=== TEXT FOR ANALYSIS ===

ISBN: 978-1-59726-853-0
CHAPTER 1
Critical Roles for the Matrix
The days are over when the forest may be viewed only as trees and the trees viewed only as timber. —U.S. SENATOR HUBERT HUMPHREY (IN PATTON 1992)
The conservation of biodiversity is one of the fundamental guiding principles for ecologically sustainable forest management. Many existing conservation programs are limited to a primary or exclusive focus on lands contained in reserves for biodiversity conservation. Yet, most forest will be in off-reserve, or matrix, lands in the vast majority of forest regions and forest types. Comprehensive strategies for the conservation of forest biodiversity must include both reserves and matrix-based strategies. The importance of the matrix for the conservation of biodiversity in forests reflects its dominance in both temperate and tropical regions—most forest landscapes have been, or will be, actively used and managed. Therefore, many forest-dependent species will occur primarily in matrix !ands—or not at all.
How the matrix is managed will influence the size and viability of populations of many forest taxa and thus biodiversity per se. Matrix conditions also greatly influence connectivity between reserves and the movement of organisms. In addition, by acting as buffers, matrix conditions strongly control reserve effectiveness. The matrix must sustain functionally viable populations of organisms that are fundamental to the maintenance of essential ecosystem processes such as nutrient cycling, seed dispersal, and plant pollination—processes that underpin the long-term productivity of ecosystems and their ability to produce goods and services for human use.
The conservation of biodiversity has become a major concern for resource managers and conservationists worldwide, and it is one of the foundation principles of ecologically sustainable forestry (Carey and Curtis 1996; Hunter 1999). This represents a major challenge for forest management because forests support approximately 65 percent of the world's terrestrial taxa (World Commission on Forests and Sustainable Development 1999). They are the most species-rich environments on the planet, not only for vertebrates, such as birds (Gill 1995), but also for invertebrates (Erwin 1982; Majer et al. 1994) and microbes (Torsvik et al. 1990).
Setting aside networks of dedicated reserves has been the traditional approach advocated by many conservation biologists to conserve the extraordinary biodiversity that characterizes forest ecosystems. Many books and vast numbers of scientific articles have been written on reserve design and selection (Shafer 1990; Noss and Cooperrider 1994; Margules et al. 1995; Anonymous 1996; Pigram and Sundell 1997). In this book, we argue that the conservation of a significant proportion of the world's forest biodiversity will require a far more comprehensive and multiscaled approach than simply partitioning forest lands into reserves and production areas, which we term the matrix. This book attempts to lay the foundations for such a comprehensive strategy. Although large ecological reserves are discussed (see Chapter 5), most of this book addresses management of the matrix.

===

> _YOUR ASSIGNMENT_
According to the excerpt on forest conservation above, about what share of the world's land-dwelling taxa do forests support?

=== SOURCE DATA ===

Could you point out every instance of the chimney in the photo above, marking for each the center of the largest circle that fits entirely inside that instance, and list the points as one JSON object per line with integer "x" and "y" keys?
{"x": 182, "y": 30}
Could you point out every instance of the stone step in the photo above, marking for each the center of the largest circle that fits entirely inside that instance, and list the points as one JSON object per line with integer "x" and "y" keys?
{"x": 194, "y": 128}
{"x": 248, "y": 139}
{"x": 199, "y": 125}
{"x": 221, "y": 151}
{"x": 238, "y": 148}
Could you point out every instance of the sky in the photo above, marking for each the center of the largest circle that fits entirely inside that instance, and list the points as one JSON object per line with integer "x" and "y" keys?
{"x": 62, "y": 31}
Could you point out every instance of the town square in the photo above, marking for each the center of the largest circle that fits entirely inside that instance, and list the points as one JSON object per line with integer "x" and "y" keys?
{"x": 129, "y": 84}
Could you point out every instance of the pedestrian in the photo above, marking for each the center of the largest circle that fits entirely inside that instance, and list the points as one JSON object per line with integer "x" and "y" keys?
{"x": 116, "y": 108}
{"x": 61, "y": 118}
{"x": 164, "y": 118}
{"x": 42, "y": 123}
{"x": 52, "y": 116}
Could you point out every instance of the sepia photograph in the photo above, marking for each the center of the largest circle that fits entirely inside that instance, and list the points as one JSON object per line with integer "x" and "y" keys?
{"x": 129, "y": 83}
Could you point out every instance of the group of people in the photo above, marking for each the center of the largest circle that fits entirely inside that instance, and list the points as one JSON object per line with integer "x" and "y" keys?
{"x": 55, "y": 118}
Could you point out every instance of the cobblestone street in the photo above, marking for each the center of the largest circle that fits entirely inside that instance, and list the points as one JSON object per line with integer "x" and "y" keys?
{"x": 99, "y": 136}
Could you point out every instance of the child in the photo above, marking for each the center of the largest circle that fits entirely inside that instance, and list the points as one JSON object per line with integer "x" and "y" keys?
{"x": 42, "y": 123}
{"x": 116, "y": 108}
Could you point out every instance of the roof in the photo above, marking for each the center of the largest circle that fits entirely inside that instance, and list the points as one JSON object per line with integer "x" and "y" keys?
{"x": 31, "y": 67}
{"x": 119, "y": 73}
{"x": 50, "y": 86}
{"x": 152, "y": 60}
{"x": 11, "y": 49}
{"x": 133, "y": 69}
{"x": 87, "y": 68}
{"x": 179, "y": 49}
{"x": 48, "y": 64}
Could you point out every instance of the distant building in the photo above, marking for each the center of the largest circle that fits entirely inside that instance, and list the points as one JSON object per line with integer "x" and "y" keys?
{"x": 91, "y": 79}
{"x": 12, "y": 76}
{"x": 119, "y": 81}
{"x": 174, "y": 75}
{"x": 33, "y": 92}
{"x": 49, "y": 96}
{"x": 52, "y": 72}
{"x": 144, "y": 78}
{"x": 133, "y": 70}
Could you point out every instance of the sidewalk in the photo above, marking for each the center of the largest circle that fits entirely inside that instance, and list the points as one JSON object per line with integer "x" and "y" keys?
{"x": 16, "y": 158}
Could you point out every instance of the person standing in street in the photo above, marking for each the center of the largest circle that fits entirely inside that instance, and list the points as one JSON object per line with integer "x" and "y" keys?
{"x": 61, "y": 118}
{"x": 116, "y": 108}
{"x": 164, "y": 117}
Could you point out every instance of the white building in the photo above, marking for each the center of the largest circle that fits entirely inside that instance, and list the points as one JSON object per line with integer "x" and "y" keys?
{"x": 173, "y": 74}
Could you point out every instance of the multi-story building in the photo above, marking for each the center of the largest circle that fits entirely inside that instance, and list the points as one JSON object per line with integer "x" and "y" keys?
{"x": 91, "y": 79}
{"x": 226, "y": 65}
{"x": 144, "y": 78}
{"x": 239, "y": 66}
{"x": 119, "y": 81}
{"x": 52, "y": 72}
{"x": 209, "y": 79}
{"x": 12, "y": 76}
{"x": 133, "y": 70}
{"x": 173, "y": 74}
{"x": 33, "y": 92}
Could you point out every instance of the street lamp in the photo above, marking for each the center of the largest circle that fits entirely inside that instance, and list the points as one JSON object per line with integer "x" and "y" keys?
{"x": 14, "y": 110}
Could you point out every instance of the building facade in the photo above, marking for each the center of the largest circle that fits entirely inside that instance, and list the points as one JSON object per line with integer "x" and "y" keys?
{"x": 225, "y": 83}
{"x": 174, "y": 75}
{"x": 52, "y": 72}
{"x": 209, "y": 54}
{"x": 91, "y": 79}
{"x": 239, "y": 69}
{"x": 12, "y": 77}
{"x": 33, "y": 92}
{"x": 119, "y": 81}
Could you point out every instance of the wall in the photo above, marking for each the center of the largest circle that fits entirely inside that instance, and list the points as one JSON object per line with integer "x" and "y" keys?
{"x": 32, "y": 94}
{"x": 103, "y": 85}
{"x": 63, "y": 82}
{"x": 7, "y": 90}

===

> _ANSWER SPACE_
About 65 percent.